━━ RECORDS FOR THIS TASK ━━

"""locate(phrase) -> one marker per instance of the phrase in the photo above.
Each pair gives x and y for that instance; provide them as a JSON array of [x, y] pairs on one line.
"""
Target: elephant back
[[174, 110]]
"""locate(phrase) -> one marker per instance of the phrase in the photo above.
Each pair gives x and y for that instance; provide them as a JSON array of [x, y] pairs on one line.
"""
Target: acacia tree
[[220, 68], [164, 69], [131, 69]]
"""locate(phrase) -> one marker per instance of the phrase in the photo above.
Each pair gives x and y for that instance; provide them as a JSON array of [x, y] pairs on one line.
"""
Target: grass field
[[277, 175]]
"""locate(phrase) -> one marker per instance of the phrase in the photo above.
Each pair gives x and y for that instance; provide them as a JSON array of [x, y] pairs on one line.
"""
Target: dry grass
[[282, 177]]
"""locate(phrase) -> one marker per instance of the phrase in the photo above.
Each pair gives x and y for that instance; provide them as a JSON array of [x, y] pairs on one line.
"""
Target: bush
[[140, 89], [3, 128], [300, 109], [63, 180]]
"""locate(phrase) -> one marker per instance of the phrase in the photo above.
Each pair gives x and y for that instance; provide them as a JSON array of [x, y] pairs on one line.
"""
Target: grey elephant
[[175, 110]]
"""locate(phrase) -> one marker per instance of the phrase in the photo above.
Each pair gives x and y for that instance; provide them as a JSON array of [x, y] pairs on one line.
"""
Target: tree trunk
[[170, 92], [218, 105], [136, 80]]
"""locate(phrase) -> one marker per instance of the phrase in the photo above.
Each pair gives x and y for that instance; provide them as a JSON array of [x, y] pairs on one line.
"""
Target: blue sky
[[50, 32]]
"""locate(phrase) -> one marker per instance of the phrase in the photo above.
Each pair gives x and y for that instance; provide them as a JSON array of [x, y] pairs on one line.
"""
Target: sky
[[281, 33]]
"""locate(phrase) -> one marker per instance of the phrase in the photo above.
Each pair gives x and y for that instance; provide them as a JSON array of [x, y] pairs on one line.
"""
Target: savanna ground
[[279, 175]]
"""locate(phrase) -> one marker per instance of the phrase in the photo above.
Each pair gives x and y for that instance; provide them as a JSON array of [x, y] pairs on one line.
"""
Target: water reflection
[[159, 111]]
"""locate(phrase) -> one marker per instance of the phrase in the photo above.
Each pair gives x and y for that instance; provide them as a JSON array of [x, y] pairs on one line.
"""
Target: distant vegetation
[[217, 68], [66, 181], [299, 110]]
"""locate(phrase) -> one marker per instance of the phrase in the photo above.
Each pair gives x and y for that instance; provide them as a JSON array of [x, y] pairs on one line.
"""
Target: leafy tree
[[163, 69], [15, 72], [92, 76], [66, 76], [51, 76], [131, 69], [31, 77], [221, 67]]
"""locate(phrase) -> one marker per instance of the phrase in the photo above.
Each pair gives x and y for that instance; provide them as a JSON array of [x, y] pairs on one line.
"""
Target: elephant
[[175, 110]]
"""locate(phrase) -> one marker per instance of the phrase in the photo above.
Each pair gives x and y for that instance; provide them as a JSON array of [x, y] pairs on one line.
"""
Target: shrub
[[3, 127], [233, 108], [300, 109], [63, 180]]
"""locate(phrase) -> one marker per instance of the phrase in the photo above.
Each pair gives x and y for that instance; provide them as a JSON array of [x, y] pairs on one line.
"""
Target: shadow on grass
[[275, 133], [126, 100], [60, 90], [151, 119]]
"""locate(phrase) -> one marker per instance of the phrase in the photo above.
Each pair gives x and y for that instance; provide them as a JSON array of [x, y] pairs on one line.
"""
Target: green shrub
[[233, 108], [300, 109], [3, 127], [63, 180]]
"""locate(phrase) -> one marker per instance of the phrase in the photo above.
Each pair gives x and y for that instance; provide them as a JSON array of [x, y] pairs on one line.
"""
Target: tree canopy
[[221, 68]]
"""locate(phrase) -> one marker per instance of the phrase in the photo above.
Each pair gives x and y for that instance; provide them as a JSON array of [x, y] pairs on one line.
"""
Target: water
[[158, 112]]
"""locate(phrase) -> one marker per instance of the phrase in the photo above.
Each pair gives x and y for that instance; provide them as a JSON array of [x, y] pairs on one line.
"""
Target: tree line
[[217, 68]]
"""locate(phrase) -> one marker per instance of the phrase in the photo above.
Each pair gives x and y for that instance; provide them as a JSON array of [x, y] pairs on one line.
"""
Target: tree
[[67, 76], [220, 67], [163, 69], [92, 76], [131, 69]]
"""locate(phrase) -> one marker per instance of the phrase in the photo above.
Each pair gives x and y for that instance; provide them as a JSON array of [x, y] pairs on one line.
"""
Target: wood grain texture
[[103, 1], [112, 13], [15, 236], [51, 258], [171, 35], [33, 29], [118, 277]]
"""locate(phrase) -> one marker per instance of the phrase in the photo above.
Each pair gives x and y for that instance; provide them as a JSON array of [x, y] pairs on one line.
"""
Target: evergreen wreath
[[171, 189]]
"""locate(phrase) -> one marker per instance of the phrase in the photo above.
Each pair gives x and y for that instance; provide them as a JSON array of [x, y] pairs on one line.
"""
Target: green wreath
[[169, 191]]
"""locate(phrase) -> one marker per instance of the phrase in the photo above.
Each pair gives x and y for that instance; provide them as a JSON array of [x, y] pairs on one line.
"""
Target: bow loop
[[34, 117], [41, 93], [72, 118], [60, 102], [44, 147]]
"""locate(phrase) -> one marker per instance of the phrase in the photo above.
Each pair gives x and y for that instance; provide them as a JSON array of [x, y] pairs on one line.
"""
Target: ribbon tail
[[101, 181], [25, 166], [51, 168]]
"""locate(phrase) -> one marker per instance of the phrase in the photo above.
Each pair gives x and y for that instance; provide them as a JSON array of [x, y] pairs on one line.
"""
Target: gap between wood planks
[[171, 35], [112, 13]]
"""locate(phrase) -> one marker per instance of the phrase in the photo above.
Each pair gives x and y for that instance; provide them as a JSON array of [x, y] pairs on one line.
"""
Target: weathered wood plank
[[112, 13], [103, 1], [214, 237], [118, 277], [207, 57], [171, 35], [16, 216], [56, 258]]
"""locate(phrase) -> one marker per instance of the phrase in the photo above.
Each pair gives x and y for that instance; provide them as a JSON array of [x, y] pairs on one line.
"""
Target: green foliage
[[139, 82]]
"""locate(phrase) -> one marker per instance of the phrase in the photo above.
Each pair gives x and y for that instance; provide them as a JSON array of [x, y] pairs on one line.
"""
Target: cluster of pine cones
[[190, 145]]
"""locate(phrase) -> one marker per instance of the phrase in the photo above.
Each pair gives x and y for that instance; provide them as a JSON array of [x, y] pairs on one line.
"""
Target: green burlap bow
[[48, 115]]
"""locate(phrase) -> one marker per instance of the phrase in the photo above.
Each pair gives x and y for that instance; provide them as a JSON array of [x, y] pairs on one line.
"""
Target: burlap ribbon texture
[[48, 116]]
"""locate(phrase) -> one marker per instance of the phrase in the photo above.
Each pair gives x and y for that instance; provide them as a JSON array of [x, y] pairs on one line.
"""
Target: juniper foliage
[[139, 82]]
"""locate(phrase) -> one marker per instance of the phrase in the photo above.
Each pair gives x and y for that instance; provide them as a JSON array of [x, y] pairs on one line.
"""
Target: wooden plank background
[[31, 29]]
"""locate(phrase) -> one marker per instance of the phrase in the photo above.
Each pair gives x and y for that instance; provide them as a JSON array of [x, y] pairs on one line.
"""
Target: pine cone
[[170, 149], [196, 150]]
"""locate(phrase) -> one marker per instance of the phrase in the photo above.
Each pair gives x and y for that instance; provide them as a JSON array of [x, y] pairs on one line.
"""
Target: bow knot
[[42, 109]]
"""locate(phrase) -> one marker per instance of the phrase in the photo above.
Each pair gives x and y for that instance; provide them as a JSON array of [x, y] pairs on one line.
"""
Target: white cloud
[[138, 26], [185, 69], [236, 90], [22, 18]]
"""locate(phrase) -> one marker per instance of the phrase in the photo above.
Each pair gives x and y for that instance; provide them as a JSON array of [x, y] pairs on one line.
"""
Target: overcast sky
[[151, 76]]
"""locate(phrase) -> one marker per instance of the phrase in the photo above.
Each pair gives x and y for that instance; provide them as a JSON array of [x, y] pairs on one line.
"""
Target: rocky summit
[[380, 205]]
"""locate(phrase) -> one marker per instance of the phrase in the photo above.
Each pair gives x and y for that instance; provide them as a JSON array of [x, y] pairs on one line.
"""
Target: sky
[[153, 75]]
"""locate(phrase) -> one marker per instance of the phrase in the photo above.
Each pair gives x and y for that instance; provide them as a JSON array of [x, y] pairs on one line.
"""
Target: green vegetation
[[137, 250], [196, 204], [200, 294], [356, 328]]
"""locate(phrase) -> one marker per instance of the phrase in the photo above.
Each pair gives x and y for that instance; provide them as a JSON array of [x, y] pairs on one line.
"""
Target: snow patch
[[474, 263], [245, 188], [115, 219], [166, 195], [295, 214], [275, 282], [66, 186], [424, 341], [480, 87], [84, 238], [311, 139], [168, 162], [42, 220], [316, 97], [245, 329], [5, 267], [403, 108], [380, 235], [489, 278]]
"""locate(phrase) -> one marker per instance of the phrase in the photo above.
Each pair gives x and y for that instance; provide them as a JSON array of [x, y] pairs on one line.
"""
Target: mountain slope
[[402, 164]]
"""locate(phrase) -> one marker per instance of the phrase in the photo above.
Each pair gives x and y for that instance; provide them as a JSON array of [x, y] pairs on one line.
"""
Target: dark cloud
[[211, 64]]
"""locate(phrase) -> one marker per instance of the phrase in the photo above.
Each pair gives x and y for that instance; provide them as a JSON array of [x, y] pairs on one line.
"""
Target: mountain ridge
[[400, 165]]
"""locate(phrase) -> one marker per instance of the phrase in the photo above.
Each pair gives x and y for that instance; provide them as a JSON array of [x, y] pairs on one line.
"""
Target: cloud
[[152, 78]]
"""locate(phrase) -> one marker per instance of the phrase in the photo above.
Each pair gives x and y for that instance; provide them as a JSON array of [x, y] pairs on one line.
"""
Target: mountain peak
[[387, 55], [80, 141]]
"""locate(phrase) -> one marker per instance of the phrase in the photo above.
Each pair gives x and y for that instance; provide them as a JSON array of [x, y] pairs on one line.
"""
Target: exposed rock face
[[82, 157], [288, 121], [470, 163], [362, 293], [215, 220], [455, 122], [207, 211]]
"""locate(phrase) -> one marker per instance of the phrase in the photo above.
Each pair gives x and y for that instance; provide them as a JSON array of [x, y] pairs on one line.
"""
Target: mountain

━━━

● SHORT TASK
Reproduce the material from its first line through the line that contains "[[220, 68], [164, 69], [131, 69]]", both ends included, and give only those lines, requests and all. Scale every x and y coordinate in the answers by 1.5, rounding to whole numbers with halves going up, and leave the numbers in the requests and their format samples untouched.

● CORRECT RESULT
"""locate(phrase) -> one marker per instance of the phrase in the photo above.
Each pair gives x and y for that instance; provide them as a JSON array of [x, y] pairs on one line.
"""
Target: elephant back
[[261, 165]]
"""locate(phrase) -> one marker per instance of the phrase in the photo above.
Each pair gives x and y for that instance; provide them as a JSON array of [x, y] pairs on one line.
"""
Target: acacia tree
[[330, 102], [246, 104], [197, 104]]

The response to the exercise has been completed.